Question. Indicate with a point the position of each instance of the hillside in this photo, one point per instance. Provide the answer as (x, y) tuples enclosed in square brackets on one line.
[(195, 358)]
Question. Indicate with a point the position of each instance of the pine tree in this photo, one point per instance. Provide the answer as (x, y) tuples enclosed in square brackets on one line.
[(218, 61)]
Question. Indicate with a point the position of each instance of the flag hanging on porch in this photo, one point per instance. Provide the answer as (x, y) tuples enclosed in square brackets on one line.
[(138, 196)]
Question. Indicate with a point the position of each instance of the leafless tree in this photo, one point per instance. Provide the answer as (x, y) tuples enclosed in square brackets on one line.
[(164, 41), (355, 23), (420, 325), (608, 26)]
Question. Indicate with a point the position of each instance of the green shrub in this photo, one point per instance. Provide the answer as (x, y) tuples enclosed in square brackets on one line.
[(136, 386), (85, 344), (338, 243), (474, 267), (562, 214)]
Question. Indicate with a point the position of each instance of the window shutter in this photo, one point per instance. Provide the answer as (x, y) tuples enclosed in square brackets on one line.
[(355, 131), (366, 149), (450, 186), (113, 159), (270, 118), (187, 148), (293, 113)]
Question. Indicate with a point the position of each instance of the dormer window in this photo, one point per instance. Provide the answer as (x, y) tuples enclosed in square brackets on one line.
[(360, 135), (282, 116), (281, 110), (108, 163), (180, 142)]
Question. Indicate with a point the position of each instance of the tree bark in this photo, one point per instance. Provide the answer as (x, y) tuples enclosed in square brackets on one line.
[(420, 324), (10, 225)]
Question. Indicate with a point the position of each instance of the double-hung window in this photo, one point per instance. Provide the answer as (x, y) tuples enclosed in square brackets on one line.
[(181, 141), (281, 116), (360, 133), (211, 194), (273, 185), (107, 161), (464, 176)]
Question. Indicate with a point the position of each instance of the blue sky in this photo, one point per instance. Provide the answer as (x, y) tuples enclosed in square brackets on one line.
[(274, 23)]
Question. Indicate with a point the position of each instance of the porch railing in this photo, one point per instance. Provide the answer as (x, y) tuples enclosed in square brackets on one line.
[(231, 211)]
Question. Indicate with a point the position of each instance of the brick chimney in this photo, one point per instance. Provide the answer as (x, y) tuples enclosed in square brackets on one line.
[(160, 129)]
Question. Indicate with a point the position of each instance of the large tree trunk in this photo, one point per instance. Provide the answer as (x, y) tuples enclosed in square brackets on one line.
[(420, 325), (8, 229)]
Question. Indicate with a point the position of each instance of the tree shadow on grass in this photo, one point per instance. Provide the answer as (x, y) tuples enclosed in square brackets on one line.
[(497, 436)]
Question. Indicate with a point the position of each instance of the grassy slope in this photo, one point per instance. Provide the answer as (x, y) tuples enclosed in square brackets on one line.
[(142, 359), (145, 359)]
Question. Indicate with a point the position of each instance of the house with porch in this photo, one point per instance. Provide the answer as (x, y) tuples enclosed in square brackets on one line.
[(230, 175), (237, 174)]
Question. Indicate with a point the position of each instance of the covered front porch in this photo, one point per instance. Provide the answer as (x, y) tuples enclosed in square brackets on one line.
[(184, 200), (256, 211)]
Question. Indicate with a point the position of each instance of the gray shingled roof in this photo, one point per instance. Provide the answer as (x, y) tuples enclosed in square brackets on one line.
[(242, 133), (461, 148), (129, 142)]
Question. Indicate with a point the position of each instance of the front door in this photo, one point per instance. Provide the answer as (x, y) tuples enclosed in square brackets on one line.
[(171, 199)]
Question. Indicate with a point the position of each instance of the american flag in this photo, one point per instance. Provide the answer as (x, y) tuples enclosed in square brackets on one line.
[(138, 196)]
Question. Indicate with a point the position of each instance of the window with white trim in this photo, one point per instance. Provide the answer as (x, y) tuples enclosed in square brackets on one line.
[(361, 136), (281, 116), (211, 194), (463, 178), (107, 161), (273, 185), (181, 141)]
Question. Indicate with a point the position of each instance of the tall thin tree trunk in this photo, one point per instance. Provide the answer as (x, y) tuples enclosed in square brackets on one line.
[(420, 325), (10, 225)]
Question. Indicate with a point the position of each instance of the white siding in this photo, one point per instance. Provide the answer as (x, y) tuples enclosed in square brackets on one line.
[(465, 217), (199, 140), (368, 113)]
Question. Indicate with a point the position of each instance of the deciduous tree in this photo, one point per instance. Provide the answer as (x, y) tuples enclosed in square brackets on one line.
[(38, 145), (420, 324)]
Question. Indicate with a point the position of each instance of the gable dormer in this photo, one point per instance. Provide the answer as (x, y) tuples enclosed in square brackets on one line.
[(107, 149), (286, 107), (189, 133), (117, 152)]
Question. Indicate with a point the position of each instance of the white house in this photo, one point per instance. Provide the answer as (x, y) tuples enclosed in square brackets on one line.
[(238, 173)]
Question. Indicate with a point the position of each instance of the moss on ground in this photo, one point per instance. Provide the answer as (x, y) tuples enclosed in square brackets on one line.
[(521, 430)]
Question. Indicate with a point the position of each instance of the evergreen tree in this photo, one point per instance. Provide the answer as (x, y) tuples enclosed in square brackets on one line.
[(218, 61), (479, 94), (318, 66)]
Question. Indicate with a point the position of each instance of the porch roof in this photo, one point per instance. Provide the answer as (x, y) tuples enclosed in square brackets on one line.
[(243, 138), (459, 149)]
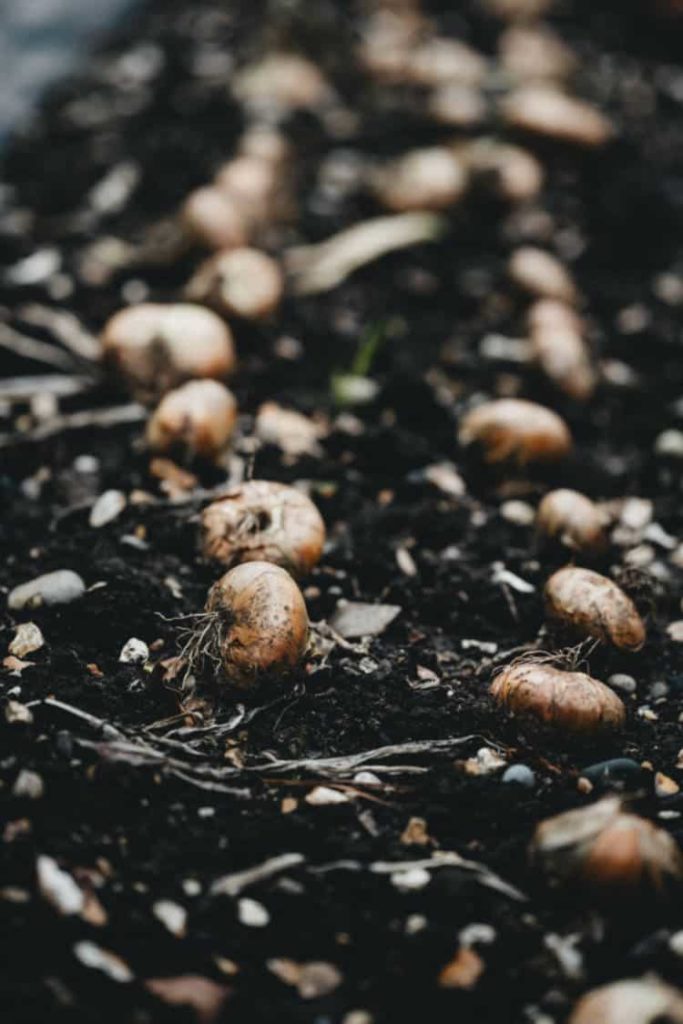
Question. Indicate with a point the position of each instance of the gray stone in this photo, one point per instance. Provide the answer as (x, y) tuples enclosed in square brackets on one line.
[(622, 682)]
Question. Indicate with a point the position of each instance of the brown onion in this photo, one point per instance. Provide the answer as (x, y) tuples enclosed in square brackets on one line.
[(604, 848), (260, 624), (263, 521), (516, 430), (251, 183), (541, 273), (528, 52), (557, 342), (543, 110), (593, 605), (197, 418), (643, 1000), (156, 347), (568, 701), (282, 82), (213, 218), (573, 519), (245, 283), (423, 179)]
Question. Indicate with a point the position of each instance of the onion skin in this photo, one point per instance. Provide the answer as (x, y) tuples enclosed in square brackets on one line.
[(244, 283), (199, 418), (593, 605), (263, 521), (607, 850), (645, 1000), (422, 179), (515, 430), (572, 519), (261, 623), (539, 272), (559, 346), (543, 110), (213, 218), (570, 702), (155, 347)]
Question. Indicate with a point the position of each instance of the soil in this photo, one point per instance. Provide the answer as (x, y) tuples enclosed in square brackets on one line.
[(135, 829)]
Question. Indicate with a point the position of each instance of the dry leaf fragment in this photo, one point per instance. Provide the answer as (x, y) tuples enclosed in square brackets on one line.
[(415, 833), (204, 996), (463, 971), (312, 980)]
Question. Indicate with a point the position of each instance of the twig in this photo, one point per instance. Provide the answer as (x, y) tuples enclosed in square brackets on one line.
[(37, 351), (449, 858), (60, 385), (340, 765), (232, 885), (66, 328), (97, 723), (324, 265), (111, 417)]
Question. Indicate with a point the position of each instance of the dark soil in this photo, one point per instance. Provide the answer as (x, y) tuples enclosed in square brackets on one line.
[(145, 833)]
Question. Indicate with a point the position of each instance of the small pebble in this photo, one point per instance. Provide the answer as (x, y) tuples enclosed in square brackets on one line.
[(519, 513), (252, 914), (27, 639), (17, 714), (29, 784), (411, 880), (665, 786), (520, 774), (623, 683), (134, 651), (60, 587), (108, 507), (670, 443)]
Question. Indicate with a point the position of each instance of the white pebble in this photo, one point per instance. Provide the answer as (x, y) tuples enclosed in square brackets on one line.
[(28, 638), (108, 507), (324, 796), (29, 784), (134, 651), (411, 880), (670, 442), (252, 914), (102, 960), (57, 888)]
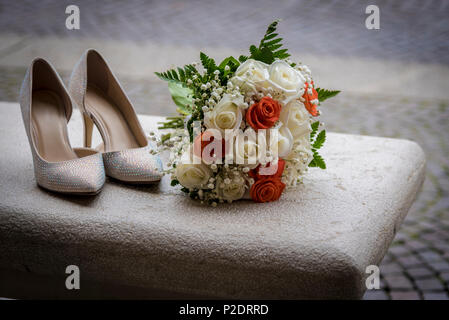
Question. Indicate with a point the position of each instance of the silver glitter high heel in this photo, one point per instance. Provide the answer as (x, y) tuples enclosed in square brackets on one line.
[(126, 151), (46, 109)]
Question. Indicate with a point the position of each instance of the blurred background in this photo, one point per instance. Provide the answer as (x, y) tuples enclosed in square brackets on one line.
[(394, 81)]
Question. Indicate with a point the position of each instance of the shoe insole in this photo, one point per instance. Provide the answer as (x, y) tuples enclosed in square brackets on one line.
[(118, 135), (49, 127)]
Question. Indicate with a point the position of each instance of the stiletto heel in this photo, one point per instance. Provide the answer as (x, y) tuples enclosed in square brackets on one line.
[(88, 129), (46, 109), (126, 151)]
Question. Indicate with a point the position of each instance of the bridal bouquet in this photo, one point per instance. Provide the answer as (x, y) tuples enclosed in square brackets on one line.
[(246, 127)]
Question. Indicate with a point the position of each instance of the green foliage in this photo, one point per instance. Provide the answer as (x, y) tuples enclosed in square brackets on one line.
[(317, 142), (315, 127), (182, 97), (269, 47), (172, 123), (165, 137), (208, 63), (180, 75), (324, 94)]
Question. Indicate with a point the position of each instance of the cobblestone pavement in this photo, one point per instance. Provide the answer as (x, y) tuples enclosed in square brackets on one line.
[(417, 264), (410, 30)]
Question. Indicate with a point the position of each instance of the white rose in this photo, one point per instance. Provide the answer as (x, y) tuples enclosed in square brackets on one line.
[(227, 114), (233, 190), (247, 149), (250, 75), (284, 144), (286, 79), (296, 118), (193, 175)]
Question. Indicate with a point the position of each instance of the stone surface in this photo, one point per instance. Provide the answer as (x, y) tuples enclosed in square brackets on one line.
[(404, 295), (314, 243)]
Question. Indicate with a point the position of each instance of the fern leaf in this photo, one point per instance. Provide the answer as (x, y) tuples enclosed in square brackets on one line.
[(320, 139), (208, 63), (314, 126)]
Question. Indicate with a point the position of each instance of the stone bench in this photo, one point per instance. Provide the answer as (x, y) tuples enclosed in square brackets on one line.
[(153, 242)]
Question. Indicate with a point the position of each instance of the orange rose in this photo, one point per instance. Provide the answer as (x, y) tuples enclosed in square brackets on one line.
[(255, 173), (267, 189), (263, 114), (308, 100)]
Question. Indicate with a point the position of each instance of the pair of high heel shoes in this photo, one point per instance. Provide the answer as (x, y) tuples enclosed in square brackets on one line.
[(46, 109)]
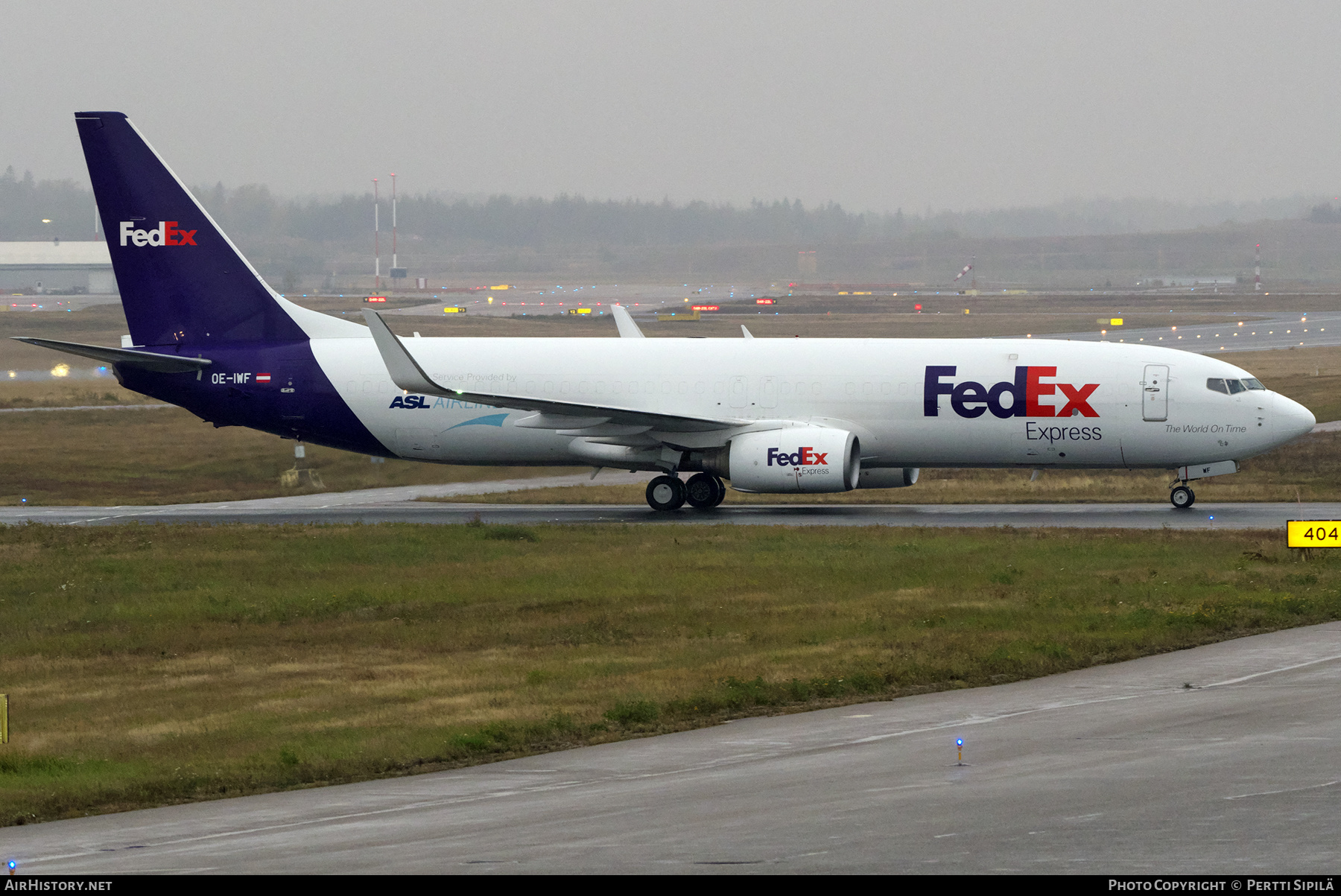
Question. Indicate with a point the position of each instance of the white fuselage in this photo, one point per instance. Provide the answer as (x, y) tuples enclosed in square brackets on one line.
[(875, 388)]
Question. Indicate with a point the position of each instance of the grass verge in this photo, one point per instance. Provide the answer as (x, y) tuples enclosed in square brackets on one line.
[(154, 664)]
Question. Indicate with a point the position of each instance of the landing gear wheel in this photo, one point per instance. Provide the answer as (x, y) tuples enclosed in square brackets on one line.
[(1182, 498), (704, 492), (665, 492)]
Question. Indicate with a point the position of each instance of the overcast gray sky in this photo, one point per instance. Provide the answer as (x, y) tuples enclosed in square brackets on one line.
[(873, 105)]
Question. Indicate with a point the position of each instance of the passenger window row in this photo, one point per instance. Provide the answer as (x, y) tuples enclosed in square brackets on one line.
[(1233, 387)]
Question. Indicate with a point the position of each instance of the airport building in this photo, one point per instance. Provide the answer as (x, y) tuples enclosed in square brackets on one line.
[(60, 267)]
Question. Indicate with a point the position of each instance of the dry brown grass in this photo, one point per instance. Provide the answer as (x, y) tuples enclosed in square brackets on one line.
[(101, 458), (153, 664)]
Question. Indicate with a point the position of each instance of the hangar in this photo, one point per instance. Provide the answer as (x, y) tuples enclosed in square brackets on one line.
[(60, 267)]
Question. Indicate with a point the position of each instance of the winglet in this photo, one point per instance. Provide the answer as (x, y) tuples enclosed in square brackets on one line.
[(405, 372), (623, 320)]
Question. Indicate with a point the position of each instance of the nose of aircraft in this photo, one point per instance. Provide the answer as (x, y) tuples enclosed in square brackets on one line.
[(1292, 419)]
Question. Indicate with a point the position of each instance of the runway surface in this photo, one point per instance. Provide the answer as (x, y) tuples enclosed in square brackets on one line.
[(1220, 760), (332, 509), (1260, 331)]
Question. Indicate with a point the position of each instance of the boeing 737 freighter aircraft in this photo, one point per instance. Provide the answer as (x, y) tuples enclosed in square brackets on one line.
[(767, 415)]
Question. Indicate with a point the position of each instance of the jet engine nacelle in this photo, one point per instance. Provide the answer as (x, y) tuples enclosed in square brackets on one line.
[(801, 459)]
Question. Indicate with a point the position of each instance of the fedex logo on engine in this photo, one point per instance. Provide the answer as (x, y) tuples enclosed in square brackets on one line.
[(804, 457), (971, 398), (167, 234)]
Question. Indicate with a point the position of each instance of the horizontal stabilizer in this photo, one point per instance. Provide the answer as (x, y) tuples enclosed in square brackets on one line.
[(125, 357)]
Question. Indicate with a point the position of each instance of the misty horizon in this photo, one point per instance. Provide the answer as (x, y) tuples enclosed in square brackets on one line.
[(868, 105)]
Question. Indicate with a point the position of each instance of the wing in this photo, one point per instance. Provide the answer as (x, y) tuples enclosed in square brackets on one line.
[(569, 417)]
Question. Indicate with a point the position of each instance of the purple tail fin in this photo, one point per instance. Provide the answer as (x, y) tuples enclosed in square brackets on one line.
[(181, 279)]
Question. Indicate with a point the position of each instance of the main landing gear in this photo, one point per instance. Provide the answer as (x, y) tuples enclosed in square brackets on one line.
[(702, 492)]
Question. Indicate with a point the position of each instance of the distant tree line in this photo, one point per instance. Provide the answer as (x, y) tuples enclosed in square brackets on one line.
[(1325, 214), (253, 214), (25, 203)]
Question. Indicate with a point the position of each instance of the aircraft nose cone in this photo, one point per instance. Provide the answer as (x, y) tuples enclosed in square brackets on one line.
[(1293, 419)]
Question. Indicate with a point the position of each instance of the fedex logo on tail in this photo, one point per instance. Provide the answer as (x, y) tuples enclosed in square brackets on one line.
[(167, 234), (804, 457), (971, 398)]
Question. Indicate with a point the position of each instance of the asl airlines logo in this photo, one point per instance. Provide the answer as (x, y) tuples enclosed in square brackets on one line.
[(971, 398), (167, 234), (801, 458)]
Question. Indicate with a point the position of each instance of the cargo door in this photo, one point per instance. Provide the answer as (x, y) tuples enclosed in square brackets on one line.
[(1155, 392), (739, 392), (769, 392)]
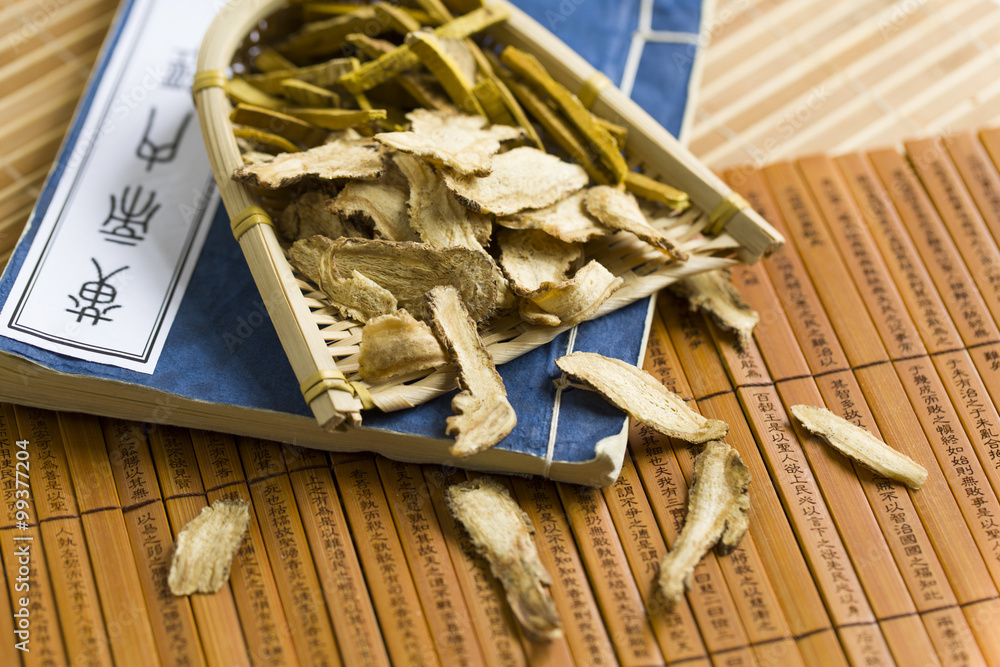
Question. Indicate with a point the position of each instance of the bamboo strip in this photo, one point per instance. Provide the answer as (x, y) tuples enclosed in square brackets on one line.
[(287, 546), (115, 571), (188, 462), (25, 569), (709, 600), (770, 527), (336, 560), (979, 175), (764, 621), (433, 572), (484, 598), (152, 545), (76, 597), (958, 212), (586, 633), (404, 626), (991, 142), (938, 252), (629, 624)]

---

§ **Try it**:
Reproduce exactly every line between the line with "of the bamboo" and the last line of the records above, both included.

§ **Result of this exercise**:
Question. Indicate with a point the position of each instance of the bamboo strip in this photo, one point per instance. Provide the answer as (x, y) tuples enclosed in square brackets on one line.
[(287, 546), (115, 571), (188, 462), (25, 569), (709, 600), (770, 527), (336, 560), (979, 175), (764, 621), (433, 572), (484, 598), (152, 545), (76, 597), (958, 212), (586, 633), (404, 626), (991, 142), (938, 252), (629, 624)]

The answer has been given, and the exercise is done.